Data for this task.
====================

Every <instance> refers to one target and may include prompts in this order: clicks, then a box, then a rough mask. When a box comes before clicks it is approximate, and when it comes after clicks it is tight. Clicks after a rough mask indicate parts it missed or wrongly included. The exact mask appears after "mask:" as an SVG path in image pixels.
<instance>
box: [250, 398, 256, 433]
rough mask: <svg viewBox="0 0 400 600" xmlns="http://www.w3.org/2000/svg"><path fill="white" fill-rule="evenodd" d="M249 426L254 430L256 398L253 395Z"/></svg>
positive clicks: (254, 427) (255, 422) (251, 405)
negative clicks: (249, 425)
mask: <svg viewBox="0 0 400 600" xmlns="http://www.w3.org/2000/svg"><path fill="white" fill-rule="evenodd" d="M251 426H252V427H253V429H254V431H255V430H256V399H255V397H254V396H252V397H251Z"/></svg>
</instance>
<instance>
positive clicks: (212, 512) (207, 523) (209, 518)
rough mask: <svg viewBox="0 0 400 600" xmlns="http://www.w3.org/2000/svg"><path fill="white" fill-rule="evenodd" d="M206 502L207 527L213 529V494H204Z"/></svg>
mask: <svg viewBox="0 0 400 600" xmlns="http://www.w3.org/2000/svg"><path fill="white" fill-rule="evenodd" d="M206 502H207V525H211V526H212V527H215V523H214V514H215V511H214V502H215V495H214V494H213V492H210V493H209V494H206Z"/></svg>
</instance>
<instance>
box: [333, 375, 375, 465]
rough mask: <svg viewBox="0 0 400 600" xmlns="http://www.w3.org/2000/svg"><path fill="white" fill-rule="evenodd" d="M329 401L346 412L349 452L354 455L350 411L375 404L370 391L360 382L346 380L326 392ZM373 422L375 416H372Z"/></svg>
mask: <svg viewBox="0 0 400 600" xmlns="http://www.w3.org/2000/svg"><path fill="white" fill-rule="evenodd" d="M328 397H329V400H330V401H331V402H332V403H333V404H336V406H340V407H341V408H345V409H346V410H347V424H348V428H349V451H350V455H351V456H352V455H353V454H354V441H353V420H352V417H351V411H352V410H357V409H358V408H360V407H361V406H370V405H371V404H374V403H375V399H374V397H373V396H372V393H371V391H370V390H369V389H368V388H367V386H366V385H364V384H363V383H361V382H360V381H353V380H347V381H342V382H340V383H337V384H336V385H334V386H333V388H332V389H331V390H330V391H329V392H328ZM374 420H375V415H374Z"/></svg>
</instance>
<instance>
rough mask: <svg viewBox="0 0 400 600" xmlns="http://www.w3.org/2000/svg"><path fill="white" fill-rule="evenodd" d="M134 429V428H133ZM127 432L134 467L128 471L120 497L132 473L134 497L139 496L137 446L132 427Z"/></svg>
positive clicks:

====================

What the exercise asks. Match on "positive": copy every line in the records that has it.

Exercise answer.
positive clicks: (254, 427) (255, 422) (251, 405)
positive clicks: (212, 512) (207, 523) (209, 518)
positive clicks:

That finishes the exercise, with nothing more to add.